### Given problem
Please return the lines below word for word, leaving out the pictures.

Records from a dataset
════════

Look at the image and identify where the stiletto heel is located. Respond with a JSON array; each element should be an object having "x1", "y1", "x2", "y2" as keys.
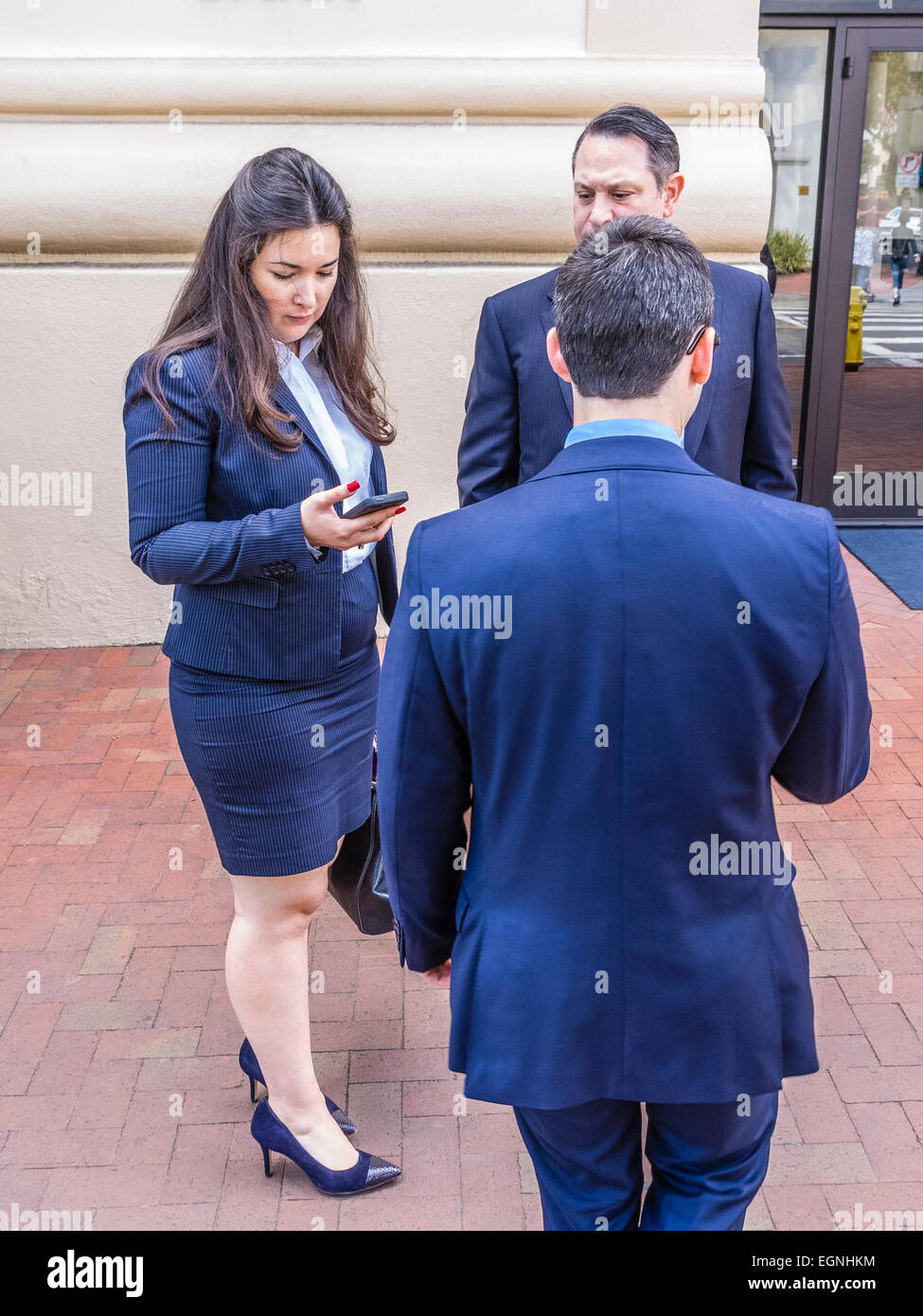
[
  {"x1": 239, "y1": 1037, "x2": 356, "y2": 1137},
  {"x1": 250, "y1": 1096, "x2": 400, "y2": 1198}
]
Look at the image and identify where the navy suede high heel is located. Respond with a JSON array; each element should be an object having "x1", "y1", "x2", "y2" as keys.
[
  {"x1": 250, "y1": 1096, "x2": 400, "y2": 1198},
  {"x1": 240, "y1": 1037, "x2": 356, "y2": 1136}
]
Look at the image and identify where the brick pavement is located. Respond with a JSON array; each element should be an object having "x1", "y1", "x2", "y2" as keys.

════════

### Answer below
Look at the image and identify where the stiletto heel is located. Respond with a JSON array; each element should be an object having "x1", "y1", "x2", "y2" as keys.
[
  {"x1": 239, "y1": 1037, "x2": 356, "y2": 1137},
  {"x1": 250, "y1": 1096, "x2": 400, "y2": 1198}
]
Look at the image and identify where the navy suede high heel is located. Respond with a JSON array; each element should be an object having "x1", "y1", "x2", "y2" as keys.
[
  {"x1": 250, "y1": 1096, "x2": 400, "y2": 1198},
  {"x1": 240, "y1": 1037, "x2": 356, "y2": 1136}
]
Look at the image and identify where the brick pavement is located. Respond with a JSON array; each element should be an object having "x1", "y1", "x2", "y2" as keys.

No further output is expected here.